Task description :: The data needs to be returned in full, exactly as it reads.

Task inputs ::
=== Begin Enclosure ===

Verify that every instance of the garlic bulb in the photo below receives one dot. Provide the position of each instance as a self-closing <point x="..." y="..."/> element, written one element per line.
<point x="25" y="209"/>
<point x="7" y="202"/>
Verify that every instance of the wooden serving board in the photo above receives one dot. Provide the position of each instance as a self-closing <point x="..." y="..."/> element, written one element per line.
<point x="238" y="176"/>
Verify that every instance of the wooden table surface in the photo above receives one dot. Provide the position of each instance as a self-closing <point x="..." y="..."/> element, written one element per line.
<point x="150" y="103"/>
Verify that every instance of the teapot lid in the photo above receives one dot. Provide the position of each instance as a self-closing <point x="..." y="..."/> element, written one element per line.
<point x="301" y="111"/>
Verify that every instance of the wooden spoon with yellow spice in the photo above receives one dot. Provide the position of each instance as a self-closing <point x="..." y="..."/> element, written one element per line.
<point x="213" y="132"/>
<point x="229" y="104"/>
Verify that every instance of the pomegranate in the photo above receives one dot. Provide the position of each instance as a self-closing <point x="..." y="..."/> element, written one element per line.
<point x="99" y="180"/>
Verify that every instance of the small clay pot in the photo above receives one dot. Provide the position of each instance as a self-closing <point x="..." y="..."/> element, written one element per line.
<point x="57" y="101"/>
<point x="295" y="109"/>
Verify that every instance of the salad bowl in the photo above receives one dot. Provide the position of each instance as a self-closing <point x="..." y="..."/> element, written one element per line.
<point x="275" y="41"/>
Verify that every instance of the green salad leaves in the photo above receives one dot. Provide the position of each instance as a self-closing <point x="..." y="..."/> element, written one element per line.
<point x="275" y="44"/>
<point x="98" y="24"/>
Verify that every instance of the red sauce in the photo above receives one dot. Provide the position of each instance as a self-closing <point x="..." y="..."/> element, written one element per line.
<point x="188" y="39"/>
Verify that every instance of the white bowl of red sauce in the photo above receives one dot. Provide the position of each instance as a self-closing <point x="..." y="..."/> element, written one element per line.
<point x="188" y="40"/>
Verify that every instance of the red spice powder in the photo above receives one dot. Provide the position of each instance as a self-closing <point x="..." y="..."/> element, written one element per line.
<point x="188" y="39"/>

=== End Enclosure ===

Output of the exercise ::
Verify that every instance of the garlic bulb in the photo below receives one dot. Provide the position of each instance as a self-closing <point x="..." y="..."/> element, written one element per line.
<point x="25" y="209"/>
<point x="7" y="202"/>
Verify that every instance of the wooden serving board in the photo above receives one dot. Provide the position of each instance as a self-closing <point x="..." y="..."/> element, written one element per line.
<point x="238" y="176"/>
Verify that every instance of the wooden table surface in the photo above receives one dot. Provide the position of each instance as a self-closing <point x="..." y="..."/> element, written one element per line.
<point x="150" y="103"/>
Verify that every instance of the teapot lid in the photo above receives one dot. Provide the position of each instance as a self-closing <point x="..." y="..."/> element, written one element per line.
<point x="301" y="111"/>
Verify that every instance of the wooden spoon with yellow spice in the photo above receives one dot. Provide the position of each instance as a self-closing <point x="..." y="..."/> element, written one element per line.
<point x="213" y="132"/>
<point x="229" y="104"/>
Verify that every instance of the pomegranate in the photo above receives one dot. Provide the position of each instance as a self-closing <point x="..." y="..."/> element, written one element per line.
<point x="99" y="180"/>
Verify that every instance of the small clay pot in the photo above receives one dot. Provide the position of each instance as a self-closing <point x="..." y="..."/> element, written one element per line.
<point x="57" y="101"/>
<point x="295" y="109"/>
Verify that every instance of the salad bowl in the photo above receives one dot. Provide the position of each instance as a self-closing <point x="..." y="..."/> element, written one element per line.
<point x="275" y="41"/>
Verify that every instance of the green salad leaves in the photo above receives one dot. Provide the position of each instance as a self-closing <point x="..." y="..."/> element, written one element per line.
<point x="275" y="44"/>
<point x="98" y="24"/>
Verify that every instance of the red sauce in the photo above receives one dot. Provide the position of each instance as a self-closing <point x="..." y="..."/> element, written one element per line.
<point x="188" y="39"/>
Verify that every instance of the white bowl of red sauce in the photo above receives one dot. Provide the position of each instance as a self-closing <point x="..." y="..."/> element, written one element per line.
<point x="188" y="40"/>
Verify that every instance of the red spice powder in the photo above receives one dot. Provide the position of each instance as a self-closing <point x="..." y="..."/> element, written one element per line.
<point x="188" y="39"/>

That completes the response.